* START *

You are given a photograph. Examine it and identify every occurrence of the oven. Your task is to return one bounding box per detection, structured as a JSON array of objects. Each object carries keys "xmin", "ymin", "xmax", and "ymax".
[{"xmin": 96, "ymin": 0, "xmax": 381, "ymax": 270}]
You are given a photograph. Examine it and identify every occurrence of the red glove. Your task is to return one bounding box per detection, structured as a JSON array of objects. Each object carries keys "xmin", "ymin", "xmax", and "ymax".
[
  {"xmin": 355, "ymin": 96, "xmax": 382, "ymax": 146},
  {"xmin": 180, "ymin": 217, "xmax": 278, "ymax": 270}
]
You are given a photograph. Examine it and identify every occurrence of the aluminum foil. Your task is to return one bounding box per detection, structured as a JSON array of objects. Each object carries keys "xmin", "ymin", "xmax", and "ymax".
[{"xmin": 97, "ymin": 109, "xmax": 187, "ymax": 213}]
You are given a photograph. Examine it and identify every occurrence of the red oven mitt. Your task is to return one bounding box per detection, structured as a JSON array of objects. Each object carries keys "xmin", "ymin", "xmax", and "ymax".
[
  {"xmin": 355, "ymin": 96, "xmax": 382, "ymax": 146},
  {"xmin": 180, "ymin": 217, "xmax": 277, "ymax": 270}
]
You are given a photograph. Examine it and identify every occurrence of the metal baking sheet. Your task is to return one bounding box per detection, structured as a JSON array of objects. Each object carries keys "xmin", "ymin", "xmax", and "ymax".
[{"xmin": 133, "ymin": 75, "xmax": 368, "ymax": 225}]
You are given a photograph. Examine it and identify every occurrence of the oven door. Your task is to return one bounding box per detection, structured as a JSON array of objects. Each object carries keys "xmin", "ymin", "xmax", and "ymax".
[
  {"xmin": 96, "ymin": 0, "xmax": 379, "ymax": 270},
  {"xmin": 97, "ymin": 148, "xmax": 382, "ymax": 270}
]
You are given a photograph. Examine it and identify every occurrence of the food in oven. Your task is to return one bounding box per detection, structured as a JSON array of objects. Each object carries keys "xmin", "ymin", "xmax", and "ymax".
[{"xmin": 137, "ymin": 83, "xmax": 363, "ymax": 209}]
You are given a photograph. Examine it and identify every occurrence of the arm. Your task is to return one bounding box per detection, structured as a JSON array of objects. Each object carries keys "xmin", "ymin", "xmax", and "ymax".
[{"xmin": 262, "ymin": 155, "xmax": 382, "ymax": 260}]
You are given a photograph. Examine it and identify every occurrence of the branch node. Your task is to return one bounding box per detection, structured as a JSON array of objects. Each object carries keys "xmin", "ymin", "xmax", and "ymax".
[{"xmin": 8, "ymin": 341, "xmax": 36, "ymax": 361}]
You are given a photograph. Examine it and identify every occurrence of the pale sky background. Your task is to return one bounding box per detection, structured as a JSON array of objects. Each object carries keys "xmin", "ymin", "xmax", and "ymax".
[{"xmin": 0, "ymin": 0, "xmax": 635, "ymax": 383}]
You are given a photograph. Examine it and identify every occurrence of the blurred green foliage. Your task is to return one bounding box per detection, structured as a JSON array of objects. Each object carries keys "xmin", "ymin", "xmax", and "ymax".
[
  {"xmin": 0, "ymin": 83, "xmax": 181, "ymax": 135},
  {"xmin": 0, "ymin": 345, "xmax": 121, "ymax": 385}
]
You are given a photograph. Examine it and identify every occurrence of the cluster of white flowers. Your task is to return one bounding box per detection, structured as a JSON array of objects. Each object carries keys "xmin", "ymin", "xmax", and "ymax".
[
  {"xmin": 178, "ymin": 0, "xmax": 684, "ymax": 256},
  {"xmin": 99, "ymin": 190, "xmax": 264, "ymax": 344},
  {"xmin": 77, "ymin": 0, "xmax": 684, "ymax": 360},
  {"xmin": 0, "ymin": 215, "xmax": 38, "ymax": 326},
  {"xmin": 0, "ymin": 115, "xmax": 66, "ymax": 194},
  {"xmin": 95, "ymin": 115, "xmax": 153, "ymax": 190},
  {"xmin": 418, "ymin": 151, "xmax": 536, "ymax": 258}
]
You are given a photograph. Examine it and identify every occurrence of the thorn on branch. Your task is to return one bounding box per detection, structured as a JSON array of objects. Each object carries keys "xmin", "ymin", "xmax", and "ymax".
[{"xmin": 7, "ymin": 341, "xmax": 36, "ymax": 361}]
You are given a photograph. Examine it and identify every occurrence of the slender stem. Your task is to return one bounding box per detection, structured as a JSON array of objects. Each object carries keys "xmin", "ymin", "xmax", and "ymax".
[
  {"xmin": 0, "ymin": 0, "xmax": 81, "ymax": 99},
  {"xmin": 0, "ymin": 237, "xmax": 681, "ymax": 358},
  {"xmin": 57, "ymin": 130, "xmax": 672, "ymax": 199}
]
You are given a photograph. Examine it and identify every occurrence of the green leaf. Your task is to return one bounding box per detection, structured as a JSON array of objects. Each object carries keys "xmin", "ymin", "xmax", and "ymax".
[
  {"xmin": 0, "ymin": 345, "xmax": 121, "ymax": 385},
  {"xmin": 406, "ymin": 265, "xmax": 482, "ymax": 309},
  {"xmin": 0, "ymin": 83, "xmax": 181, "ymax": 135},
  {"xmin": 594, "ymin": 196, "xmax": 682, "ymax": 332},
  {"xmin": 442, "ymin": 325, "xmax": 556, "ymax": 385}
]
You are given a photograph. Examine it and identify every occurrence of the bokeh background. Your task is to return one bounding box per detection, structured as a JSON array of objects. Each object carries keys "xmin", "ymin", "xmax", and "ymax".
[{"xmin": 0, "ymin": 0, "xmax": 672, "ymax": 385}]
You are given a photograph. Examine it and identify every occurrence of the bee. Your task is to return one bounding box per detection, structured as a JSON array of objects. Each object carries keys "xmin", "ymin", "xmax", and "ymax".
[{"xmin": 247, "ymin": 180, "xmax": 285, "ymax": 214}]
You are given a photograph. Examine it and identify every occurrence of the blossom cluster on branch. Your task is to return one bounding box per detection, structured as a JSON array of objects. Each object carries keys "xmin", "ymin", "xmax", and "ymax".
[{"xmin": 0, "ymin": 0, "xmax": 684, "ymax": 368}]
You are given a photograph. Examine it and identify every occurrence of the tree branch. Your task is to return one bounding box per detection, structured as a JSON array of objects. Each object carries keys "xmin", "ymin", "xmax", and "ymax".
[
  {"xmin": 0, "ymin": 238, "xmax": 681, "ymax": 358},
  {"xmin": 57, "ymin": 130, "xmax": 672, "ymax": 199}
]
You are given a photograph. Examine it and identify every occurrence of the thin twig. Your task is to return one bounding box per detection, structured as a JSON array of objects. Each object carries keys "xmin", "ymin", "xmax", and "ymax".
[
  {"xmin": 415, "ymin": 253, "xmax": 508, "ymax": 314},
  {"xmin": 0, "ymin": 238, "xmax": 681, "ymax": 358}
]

* END *

**What is being asked:** Return all of the records above word for word, with nothing changed.

**Exercise answer:**
You are given a photograph. Examine it and identify every occurrence of the oven. Your task is to return one bounding box per detection, structured as a JSON array of objects. Each object carries keys "xmin", "ymin", "xmax", and "ymax".
[{"xmin": 96, "ymin": 0, "xmax": 381, "ymax": 270}]
You are given a photograph. Examine it and identify every occurrence of the red glove. Your task is to return one bounding box per detection, structured as a JSON array of objects. Each object carries keys "xmin", "ymin", "xmax", and "ymax".
[
  {"xmin": 355, "ymin": 96, "xmax": 382, "ymax": 146},
  {"xmin": 180, "ymin": 217, "xmax": 278, "ymax": 270}
]
You are given a photograph. Examine it and identify every occurrence of the aluminum foil. Your task is to return one bounding box per detection, structured as a JSON array of objects. Each object carries keys "xmin", "ymin", "xmax", and "ymax".
[{"xmin": 97, "ymin": 109, "xmax": 187, "ymax": 213}]
You are given a photograph. Examine it and identify every occurrence of the red oven mitt. Your task is to return one bounding box per detection, structured as a JSON array of objects. Each object carries keys "xmin", "ymin", "xmax", and "ymax".
[
  {"xmin": 355, "ymin": 96, "xmax": 382, "ymax": 146},
  {"xmin": 180, "ymin": 217, "xmax": 277, "ymax": 270}
]
You are given a photograph. Examine it and identify every occurrence of the metal baking sheet. Your task is to return one bounding box per detection, structured as a JSON array of objects. Each object carries keys "xmin", "ymin", "xmax", and "ymax".
[{"xmin": 133, "ymin": 75, "xmax": 368, "ymax": 225}]
You are given a photograph. Examine it and identify every occurrence of the oven door. Your task is to return one bounding box per detection, structured as a JSON array of objects. Each object carries keys "xmin", "ymin", "xmax", and "ymax".
[
  {"xmin": 96, "ymin": 0, "xmax": 379, "ymax": 270},
  {"xmin": 97, "ymin": 148, "xmax": 382, "ymax": 270}
]
You are given a photograph. Examine it and identify every occurrence of the food in oven. Your task is to return one bounding box per detection, structured as a JSON array of objects. Each object carries keys "xmin", "ymin", "xmax", and "ymax".
[{"xmin": 137, "ymin": 83, "xmax": 363, "ymax": 209}]
You are given a photograph. Examine it and identify every occurrence of the arm. Your task is to return one bounding box per detection, structured as a JSON array of objects. Each object carries keys "xmin", "ymin", "xmax", and "ymax".
[{"xmin": 262, "ymin": 155, "xmax": 382, "ymax": 260}]
You are given a photograph. Examine it and identify every occurrence of the branch node. Your task is to return one bounding box per detection, structured as a JSON array of objects. Each object carries keys "xmin", "ymin", "xmax", and "ymax".
[{"xmin": 8, "ymin": 341, "xmax": 36, "ymax": 361}]
You are given a photograph. Examine it and identify every occurrence of the pale sky background. Your task is to return one bounding box per detection, structured as a JSON array of objects. Each object carries keys "xmin", "ymin", "xmax", and "ymax".
[{"xmin": 0, "ymin": 0, "xmax": 635, "ymax": 383}]
You are given a photograph. Examine it and identify every occurrence of the blurred green foliage. Your task is to return one bounding box per detection, structured as a JSON array of objects. Each object carries keys "xmin", "ymin", "xmax", and "ymax".
[
  {"xmin": 0, "ymin": 83, "xmax": 181, "ymax": 135},
  {"xmin": 0, "ymin": 345, "xmax": 121, "ymax": 385}
]
You are given a photograph. Examine it and identify every occurrence of the cluster of white flowers. Your task is to return one bounding box per detection, structured as a JSON array of objects. Each object carries keys "xmin", "ymin", "xmax", and "ymax".
[
  {"xmin": 178, "ymin": 0, "xmax": 684, "ymax": 256},
  {"xmin": 99, "ymin": 190, "xmax": 264, "ymax": 344},
  {"xmin": 77, "ymin": 0, "xmax": 684, "ymax": 360},
  {"xmin": 0, "ymin": 215, "xmax": 38, "ymax": 326},
  {"xmin": 0, "ymin": 115, "xmax": 66, "ymax": 194},
  {"xmin": 95, "ymin": 115, "xmax": 153, "ymax": 190},
  {"xmin": 418, "ymin": 151, "xmax": 536, "ymax": 258}
]
You are given a photograph. Examine it and identify every occurrence of the thorn on branch. Your task is to return one bounding box per detection, structured as a JSON array of objects. Each object carries keys "xmin", "ymin", "xmax", and "ymax".
[{"xmin": 7, "ymin": 341, "xmax": 36, "ymax": 361}]
You are given a photograph. Examine it and identify every occurrence of the slender stem. Your task is to return one bounding box per detection, structured as a JSON array of objects. Each object carries keys "xmin", "ymin", "xmax", and "ymax".
[
  {"xmin": 0, "ymin": 0, "xmax": 81, "ymax": 99},
  {"xmin": 0, "ymin": 237, "xmax": 681, "ymax": 358},
  {"xmin": 57, "ymin": 130, "xmax": 672, "ymax": 199}
]
You are given a photograph. Examine it and identify every occurrence of the green leaf. Your task is to return one bounding box per detection, structured as a JSON array of objects. Each object carries keys "xmin", "ymin", "xmax", and "ymax".
[
  {"xmin": 0, "ymin": 345, "xmax": 121, "ymax": 385},
  {"xmin": 406, "ymin": 265, "xmax": 482, "ymax": 309},
  {"xmin": 0, "ymin": 83, "xmax": 181, "ymax": 135},
  {"xmin": 594, "ymin": 196, "xmax": 682, "ymax": 332},
  {"xmin": 442, "ymin": 325, "xmax": 556, "ymax": 385}
]
You are given a photograph. Examine it and identify every occurrence of the bokeh background. Your task is to return one bounding box per detection, structured as a JSON array of objects. Each object carries keys "xmin", "ymin", "xmax", and "ymax".
[{"xmin": 0, "ymin": 0, "xmax": 672, "ymax": 385}]
You are given a photograph. Examine it and identify every occurrence of the bee. Your task is to return one bounding box per detection, structured as a JSON array of objects. Each object carries keys "xmin", "ymin", "xmax", and "ymax".
[{"xmin": 247, "ymin": 180, "xmax": 285, "ymax": 214}]
You are given a photograph. Examine it and identify every occurrence of the blossom cluster on branch. Your task is to return one bounding box per detection, structured as a JSON array of objects. Each object carries keys "xmin", "ymin", "xmax", and "ymax".
[{"xmin": 0, "ymin": 0, "xmax": 684, "ymax": 368}]
You are given a photograph. Examine it and identify every occurrence of the tree branch. Your task is to return one bounding box per detection, structured as a JSON array of objects. Each object carries keys "xmin", "ymin", "xmax", and "ymax".
[
  {"xmin": 0, "ymin": 238, "xmax": 681, "ymax": 358},
  {"xmin": 57, "ymin": 130, "xmax": 672, "ymax": 199}
]
You are given a photograph. Examine it and identify every occurrence of the thin twig. Your task is to return one bounding box per detection, structured as a JSON array of objects. Each object carries keys "xmin", "ymin", "xmax", and "ymax".
[
  {"xmin": 415, "ymin": 253, "xmax": 508, "ymax": 314},
  {"xmin": 0, "ymin": 238, "xmax": 681, "ymax": 358}
]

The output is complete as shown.